## Records for the exercise
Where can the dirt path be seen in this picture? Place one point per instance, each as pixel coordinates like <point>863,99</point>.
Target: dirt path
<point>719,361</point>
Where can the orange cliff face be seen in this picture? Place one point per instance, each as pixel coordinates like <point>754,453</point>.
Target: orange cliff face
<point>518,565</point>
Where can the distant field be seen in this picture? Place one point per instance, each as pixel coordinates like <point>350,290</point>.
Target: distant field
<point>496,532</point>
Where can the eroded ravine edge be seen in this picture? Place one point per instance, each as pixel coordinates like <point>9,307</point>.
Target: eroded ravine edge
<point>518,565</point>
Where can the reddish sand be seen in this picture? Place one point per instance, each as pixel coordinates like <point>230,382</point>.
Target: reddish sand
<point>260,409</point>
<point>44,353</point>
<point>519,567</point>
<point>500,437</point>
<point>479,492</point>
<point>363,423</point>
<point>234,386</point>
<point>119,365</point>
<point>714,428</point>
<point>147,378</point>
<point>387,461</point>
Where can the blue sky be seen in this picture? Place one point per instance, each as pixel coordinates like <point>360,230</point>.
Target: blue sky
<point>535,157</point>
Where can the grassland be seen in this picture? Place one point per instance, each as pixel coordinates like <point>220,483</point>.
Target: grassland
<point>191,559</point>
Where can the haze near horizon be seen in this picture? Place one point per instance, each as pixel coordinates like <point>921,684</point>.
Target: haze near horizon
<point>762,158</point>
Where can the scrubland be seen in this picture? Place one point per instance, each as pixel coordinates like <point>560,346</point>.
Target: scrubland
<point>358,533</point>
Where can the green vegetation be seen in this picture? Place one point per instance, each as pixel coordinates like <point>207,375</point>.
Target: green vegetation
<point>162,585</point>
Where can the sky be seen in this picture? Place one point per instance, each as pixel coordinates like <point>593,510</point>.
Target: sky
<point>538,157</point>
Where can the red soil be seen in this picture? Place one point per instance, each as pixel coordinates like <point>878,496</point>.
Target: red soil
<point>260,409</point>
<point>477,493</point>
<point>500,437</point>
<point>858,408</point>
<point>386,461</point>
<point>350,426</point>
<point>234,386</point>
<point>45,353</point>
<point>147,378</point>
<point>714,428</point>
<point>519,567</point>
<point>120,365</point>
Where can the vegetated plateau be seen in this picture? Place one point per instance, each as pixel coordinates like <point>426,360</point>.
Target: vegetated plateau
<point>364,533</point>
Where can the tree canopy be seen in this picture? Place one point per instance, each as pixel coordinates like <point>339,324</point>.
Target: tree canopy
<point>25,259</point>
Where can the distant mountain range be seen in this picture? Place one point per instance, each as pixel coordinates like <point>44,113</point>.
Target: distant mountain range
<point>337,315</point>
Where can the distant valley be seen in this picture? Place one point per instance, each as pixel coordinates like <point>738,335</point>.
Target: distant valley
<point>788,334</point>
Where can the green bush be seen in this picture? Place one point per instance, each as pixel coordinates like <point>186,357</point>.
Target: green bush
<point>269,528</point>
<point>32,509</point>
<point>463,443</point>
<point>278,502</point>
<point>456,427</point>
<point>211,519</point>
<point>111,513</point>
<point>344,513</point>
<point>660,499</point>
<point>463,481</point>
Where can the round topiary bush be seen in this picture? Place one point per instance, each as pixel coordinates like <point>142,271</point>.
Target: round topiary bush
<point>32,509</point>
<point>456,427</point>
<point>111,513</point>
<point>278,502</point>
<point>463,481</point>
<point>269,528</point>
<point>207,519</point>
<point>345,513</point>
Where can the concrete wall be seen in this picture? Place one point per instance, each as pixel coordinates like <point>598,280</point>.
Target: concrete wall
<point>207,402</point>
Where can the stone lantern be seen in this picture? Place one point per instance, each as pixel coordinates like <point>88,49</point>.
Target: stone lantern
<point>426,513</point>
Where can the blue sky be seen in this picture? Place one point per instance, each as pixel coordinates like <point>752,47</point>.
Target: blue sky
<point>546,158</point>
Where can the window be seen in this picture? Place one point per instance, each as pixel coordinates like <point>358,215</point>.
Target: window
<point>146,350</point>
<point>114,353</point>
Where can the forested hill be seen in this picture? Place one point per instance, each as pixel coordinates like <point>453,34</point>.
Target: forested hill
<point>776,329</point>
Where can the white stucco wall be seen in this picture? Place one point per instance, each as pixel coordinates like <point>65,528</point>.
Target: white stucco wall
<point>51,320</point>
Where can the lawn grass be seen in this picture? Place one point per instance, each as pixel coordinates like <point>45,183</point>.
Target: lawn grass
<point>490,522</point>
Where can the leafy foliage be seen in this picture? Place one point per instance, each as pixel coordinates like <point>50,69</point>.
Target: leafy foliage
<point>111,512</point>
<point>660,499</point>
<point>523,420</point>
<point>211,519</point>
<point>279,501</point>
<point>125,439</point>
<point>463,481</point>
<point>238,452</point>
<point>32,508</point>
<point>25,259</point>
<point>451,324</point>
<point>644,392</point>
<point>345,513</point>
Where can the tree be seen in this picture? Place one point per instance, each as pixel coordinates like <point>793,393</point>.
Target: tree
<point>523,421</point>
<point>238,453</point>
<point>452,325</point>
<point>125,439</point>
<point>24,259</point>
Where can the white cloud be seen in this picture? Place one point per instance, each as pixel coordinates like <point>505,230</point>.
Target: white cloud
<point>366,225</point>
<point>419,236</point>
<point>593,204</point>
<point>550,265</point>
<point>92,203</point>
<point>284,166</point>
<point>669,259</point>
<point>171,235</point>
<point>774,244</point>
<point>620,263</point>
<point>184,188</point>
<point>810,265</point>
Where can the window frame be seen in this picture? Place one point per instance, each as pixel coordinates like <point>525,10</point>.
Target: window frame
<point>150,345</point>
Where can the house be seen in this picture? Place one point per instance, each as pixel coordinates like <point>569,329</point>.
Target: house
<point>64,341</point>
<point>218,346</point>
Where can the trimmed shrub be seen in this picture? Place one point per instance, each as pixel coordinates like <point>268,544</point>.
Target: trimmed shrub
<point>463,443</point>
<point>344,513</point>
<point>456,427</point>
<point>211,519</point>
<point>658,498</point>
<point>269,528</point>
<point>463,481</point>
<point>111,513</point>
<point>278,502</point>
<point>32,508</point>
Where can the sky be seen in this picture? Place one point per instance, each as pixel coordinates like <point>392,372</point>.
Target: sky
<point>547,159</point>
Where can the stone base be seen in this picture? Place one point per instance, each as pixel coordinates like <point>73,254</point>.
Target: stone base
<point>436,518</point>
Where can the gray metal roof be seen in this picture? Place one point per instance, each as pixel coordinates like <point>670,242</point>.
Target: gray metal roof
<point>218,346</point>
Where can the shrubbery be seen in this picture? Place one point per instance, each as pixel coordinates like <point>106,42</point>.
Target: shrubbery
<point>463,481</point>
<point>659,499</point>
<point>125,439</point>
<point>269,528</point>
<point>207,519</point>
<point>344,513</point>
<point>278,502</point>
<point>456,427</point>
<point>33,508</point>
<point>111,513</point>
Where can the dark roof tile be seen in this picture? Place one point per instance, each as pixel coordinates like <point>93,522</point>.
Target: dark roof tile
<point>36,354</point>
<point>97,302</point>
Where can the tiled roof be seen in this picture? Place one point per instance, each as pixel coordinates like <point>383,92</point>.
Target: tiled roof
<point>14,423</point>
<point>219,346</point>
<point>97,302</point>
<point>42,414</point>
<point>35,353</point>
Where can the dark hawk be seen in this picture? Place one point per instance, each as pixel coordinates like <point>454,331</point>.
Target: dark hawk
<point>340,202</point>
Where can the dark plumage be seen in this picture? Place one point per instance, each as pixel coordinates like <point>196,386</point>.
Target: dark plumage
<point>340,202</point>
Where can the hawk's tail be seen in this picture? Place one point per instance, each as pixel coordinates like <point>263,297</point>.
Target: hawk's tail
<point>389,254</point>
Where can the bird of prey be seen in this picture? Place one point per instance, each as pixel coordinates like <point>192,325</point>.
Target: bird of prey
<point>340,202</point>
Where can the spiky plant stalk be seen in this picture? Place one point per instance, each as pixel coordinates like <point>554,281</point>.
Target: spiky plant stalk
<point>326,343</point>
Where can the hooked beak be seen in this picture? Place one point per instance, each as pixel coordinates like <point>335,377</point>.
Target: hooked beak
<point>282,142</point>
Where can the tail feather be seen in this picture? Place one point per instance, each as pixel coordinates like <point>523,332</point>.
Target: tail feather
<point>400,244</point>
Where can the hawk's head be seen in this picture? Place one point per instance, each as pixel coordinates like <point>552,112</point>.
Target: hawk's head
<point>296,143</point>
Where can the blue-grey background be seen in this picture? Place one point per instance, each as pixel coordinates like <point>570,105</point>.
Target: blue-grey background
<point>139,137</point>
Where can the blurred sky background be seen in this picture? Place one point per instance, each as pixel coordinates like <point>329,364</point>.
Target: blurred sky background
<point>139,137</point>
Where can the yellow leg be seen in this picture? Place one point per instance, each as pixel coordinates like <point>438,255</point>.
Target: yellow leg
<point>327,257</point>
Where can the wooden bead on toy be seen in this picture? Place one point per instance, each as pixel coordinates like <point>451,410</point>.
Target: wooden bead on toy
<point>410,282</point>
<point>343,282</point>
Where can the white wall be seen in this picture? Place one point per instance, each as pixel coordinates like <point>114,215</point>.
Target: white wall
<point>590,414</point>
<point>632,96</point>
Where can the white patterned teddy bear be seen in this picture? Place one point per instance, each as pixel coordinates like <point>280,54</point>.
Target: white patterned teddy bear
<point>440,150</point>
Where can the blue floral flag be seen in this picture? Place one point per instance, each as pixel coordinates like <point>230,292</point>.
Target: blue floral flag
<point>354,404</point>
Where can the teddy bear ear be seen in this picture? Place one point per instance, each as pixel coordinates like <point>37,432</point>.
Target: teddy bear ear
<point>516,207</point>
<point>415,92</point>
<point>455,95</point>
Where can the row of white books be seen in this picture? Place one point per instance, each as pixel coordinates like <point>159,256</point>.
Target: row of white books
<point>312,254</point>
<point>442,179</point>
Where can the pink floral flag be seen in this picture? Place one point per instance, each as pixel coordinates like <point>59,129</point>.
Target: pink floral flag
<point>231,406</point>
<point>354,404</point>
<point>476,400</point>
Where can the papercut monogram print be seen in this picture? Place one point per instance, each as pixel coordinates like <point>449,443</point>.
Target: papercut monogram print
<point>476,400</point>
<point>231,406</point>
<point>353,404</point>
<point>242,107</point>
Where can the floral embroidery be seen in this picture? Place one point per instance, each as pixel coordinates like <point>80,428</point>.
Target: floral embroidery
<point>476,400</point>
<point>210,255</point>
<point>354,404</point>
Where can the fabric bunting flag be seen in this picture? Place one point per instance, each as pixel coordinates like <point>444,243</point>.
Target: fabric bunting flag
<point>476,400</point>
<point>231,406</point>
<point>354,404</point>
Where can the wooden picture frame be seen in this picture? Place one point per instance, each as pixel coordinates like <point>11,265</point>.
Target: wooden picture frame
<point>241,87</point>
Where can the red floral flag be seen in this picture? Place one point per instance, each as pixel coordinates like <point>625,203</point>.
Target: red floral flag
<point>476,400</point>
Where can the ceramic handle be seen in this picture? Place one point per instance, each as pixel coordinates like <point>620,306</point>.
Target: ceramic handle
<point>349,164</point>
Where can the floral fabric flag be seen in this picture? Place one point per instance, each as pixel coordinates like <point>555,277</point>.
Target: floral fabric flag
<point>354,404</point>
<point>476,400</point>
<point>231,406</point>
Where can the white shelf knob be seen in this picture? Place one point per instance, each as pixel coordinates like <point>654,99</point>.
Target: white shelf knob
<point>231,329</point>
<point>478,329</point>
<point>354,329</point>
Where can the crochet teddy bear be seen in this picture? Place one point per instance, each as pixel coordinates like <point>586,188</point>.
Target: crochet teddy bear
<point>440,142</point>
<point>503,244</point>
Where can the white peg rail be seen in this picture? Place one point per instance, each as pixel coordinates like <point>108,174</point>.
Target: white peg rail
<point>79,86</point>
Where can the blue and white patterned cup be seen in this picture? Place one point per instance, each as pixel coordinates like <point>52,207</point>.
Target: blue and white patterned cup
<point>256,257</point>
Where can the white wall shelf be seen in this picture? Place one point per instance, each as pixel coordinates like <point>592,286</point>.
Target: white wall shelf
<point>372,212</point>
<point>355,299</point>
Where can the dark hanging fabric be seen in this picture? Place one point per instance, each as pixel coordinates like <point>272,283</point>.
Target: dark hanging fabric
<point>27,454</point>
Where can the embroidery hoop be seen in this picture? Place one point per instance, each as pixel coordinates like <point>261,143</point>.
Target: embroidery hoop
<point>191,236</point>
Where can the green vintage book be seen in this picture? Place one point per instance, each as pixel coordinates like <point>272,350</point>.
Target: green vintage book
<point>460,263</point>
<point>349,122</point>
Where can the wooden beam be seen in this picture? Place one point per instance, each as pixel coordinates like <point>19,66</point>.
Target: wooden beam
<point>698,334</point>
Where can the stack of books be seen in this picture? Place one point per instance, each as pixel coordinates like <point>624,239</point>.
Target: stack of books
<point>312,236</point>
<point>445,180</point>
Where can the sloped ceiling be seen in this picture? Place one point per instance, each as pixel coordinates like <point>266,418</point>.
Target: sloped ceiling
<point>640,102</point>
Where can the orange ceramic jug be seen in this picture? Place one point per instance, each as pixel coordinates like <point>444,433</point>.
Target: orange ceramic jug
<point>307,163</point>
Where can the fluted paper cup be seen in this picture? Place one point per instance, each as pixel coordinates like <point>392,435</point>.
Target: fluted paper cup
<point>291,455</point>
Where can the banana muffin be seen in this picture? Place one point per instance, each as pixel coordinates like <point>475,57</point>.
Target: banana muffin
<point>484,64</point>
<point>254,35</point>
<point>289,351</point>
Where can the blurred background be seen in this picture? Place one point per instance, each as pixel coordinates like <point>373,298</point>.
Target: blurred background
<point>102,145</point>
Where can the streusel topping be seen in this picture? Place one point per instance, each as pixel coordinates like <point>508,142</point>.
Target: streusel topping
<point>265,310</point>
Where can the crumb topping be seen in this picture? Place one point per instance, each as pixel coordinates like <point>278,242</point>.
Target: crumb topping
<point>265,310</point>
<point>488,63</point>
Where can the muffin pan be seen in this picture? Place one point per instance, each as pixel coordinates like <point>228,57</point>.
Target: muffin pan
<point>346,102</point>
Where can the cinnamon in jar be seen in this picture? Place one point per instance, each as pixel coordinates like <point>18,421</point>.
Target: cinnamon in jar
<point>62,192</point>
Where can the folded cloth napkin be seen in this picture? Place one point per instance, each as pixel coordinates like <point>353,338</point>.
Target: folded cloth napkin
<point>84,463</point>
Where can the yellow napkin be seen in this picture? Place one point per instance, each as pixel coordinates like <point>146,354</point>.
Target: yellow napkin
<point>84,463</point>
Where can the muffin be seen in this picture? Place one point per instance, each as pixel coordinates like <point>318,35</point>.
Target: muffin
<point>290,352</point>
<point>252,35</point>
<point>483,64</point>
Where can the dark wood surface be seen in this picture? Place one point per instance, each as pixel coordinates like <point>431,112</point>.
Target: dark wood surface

## Set task
Output everything in the listing from the line containing "coordinates like <point>752,47</point>." down to the line containing "<point>114,353</point>", both included, as a Markdown table with a Row column holding a running number and a Line column holding each line, leaving out blank lines.

## Full solution
| Row | Line |
|---|---|
| 1 | Where can the blue sky be seen in this picture? Place one point per instance, each as pixel coordinates like <point>752,47</point>. |
| 2 | Target: blue sky |
| 3 | <point>546,158</point> |
| 4 | Where can the window be seen in this picture? Place one point per instance, each as pixel coordinates like <point>358,215</point>. |
| 5 | Target: window |
| 6 | <point>146,350</point> |
| 7 | <point>114,353</point> |